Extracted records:
________________________________________
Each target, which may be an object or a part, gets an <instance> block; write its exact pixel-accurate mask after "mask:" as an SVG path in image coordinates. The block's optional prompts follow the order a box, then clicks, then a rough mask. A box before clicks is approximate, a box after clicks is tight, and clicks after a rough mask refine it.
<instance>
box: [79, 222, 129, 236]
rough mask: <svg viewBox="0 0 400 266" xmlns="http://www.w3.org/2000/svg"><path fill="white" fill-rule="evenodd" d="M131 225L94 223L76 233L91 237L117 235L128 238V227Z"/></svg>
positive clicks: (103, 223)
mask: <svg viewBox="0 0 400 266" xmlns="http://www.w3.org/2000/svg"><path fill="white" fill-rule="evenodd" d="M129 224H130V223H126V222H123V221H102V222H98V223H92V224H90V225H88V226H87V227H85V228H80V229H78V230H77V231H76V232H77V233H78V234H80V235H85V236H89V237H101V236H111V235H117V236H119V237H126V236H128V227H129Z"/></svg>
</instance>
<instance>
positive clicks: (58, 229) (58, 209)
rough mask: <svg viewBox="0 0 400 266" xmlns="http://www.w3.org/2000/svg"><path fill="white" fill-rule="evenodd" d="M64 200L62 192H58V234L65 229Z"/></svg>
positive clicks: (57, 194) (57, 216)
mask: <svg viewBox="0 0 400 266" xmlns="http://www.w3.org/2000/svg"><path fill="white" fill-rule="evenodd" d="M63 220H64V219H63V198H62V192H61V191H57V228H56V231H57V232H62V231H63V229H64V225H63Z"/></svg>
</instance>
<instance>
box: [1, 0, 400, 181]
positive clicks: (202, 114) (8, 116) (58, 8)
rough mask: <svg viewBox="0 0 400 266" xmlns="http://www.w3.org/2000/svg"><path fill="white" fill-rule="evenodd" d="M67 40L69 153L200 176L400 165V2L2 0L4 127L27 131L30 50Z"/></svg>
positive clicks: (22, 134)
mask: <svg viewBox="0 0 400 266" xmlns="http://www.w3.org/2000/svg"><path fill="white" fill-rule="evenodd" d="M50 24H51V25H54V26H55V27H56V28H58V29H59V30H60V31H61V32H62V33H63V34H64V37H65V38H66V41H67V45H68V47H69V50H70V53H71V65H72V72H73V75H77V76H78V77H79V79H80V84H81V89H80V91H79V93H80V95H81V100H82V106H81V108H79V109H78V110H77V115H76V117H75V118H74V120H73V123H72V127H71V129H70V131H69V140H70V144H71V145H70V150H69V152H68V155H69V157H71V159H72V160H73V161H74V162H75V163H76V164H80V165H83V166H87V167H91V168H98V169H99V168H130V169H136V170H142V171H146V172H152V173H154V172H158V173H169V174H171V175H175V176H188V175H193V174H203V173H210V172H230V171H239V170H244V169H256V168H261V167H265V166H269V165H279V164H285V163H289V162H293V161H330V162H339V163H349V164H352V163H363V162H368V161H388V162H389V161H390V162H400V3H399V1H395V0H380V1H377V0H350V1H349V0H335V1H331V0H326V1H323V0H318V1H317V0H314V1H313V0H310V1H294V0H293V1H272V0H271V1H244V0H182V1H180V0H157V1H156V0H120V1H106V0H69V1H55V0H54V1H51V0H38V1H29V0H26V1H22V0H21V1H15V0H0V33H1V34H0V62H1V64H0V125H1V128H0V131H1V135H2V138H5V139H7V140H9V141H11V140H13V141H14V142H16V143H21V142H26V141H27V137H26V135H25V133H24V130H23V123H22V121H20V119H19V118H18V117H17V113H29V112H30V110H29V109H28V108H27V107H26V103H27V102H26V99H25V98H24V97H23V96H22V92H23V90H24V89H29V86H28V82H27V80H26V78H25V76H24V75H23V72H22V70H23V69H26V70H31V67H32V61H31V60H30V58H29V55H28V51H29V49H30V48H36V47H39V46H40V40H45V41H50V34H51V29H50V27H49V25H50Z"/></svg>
________________________________________
▶ _Task requirements_
Output each line exactly, from the first line of the data down to the line that contains "box: [79, 222, 129, 236]", both included.

▶ _Worked solution_
Each target, which may be an object or a part, gets an <instance> block; write its exact pixel-accurate mask after "mask:" as an SVG path in image coordinates. The block's optional prompts follow the order a box, then clicks, then a rough mask. A box before clicks is approximate, a box after clicks is tight, and clicks after a rough mask refine it.
<instance>
box: [79, 222, 129, 236]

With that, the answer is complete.